## Quoted passage
◆ ◆ ◆

It seems like all the major films this year were sequels, remakes or reboots. Some of the films were overt about it, and others just went full sequel in spirit. If you dig deep enough, I’m sure you could find similarities for just about every film in something made previously, but these seemed particularly similar in important ways. That is not necessarily a bad thing, just a curious one. I can’t remember a year with such stark homages. Some of the films used the inspiration to create something new and exciting. Others not so much.

I want to be clear here, these are my reactions to the films. With the exception of Tar being doggie doo doo, I’m hoping others will share their reactions. Sometimes, it allows a thoughtful viewer to see something they didn’t the first go round, sometimes it allows said viewer to reevaluate the film, and others, it reaffirms their original reaction.

So click on a header and leave a comment (as a shortcut you can click on the comment number and it should take you straight to comment box)

KIMI

How did this get lost.  There is a clear inspiration from one of Coppola’s classic but forgotten films, The Conversation. I’m calling it the best reboot of the year.

Just an engaging and well crafted film.  I wish I could show the leaving the loft sequence to my friends to explain every time I didn’t make it where I should have been.

Too bad Harrison Ford was to busy making the cute sitcom, a cameo in the reboot would have been epic.

CRIMES OF THE FUTURE

Not sure how this got lost either.  Cronenberg basically remakes Dead Ringers but different.  Its strange, fascinating, and mind boggling — all within the confines of a well crafted story (something that seems in short supply these days).  And as with any Cronenberg film, its bizarrely cool to look at.

ARGENTINA 1985

Well a national reboot of Judgement at Nuremberg but also has a a feeling of Marshall.  For the young folks you could say it probably feels like a better version of the trail of the chicago seven.  doesn’t matter its a hollywood style filmmaking at its best, just happened to be made in Argentina.  it has that feeling of a great, important hollywood film in a good way – superb performances thoughtfully plotted, engaging… and given most Americans grasp of world history it even be a bit of a thriller for most Americans…

BARDO

Something about having a unique visual flair must inspire you to make a film about yourself — Fellini’s Otto e Mezzo, Tarkovsky’s Mirror.  It’s a fascinating film but always feels a bit icky in that there is an  inherent narcissism to the project that confronts you throughout.  But certainly an thoughtful and engrossing film.

RRR

Star Wars with the far away galaxy being India about 100 years ago?  Visually stunning and loads of well choreographed action, the film dispenses with nuance or credibility in favor of fun.  And it succeeds — tons of funs.  A spectacular (as in massive spectacle) and fun movie but doesn’t challenge you much.

◆ ◆ ◆

## Assignment 1
In the film roundup, which Coppola film is named as the inspiration for KIMI?
## Assignment 2
Say whether each statement agrees with the film roundup, and quote the deciding words:
(a) KIMI is called the best reboot of the year.
(b) Cronenberg is said to remake Videodrome in CRIMES OF THE FUTURE.
(c) RRR is described as a challenging film.
## Assignment 3
Rewrite as a short list the paragraph of the film roundup that begins "Something about having a unique visual flair," keeping its main points.

## Information provided
◆ ◆ ◆

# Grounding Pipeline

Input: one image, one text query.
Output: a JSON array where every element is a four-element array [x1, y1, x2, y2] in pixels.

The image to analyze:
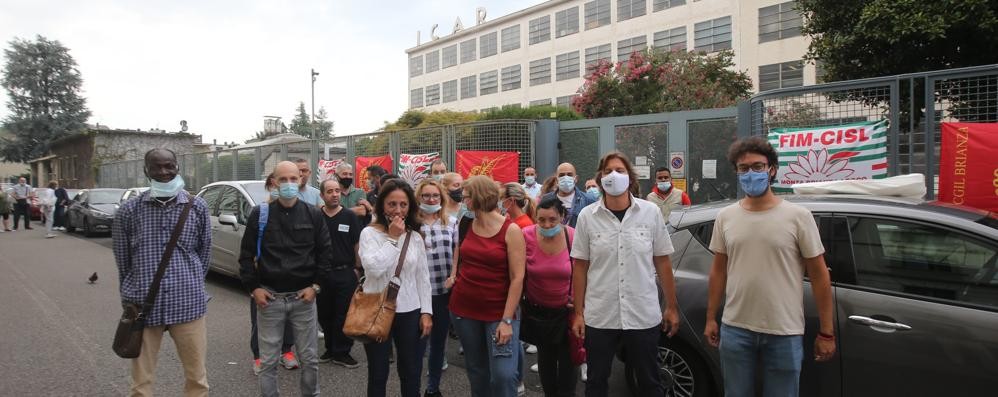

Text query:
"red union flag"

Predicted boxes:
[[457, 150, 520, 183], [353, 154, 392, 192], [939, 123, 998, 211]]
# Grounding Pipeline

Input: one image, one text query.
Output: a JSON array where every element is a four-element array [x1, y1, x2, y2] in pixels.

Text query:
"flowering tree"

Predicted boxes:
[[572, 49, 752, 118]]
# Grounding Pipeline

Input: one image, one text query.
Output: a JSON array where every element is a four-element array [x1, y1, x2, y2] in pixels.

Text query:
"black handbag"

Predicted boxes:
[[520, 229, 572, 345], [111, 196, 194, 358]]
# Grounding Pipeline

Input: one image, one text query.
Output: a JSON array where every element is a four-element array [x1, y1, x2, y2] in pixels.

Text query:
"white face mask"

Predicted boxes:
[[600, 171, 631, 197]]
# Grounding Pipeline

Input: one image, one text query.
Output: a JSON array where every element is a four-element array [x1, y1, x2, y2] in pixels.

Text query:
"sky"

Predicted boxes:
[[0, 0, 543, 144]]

◆ ◆ ◆

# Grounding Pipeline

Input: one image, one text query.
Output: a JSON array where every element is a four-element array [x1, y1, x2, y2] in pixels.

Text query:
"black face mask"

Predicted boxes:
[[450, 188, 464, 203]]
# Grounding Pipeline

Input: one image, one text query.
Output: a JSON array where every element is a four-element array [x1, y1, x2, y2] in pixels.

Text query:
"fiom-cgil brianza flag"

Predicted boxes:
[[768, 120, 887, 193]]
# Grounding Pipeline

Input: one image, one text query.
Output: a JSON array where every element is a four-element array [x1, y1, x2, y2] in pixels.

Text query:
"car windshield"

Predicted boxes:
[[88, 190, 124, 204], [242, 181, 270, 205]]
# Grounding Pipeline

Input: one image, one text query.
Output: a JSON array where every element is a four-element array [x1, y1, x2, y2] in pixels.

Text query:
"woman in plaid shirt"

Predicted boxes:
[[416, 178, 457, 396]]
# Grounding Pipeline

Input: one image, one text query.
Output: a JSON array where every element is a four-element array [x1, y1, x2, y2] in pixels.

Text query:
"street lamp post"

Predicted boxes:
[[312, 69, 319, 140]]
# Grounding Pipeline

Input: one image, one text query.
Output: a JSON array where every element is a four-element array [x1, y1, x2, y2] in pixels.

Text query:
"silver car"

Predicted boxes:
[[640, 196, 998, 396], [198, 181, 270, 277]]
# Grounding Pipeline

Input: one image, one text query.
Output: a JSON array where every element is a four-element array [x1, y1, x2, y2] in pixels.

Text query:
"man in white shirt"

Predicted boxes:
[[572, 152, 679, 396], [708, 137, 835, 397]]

◆ ◆ ◆

## Task response 1
The Conversation.

## Task response 2
(a) Yes: "I’m calling it the best reboot of the year."
(b) No: "Cronenberg basically remakes Dead Ringers but different."
(c) No: "A spectacular (as in massive spectacle) and fun movie but doesn’t challenge you much."

## Task response 3
- A unique visual flair seems to inspire directors to make films about themselves, as with Fellini’s Otto e Mezzo and Tarkovsky’s Mirror.
- Bardo is fascinating but feels a bit icky because of the narcissism inherent in the project.
- It is still a thoughtful and engrossing film.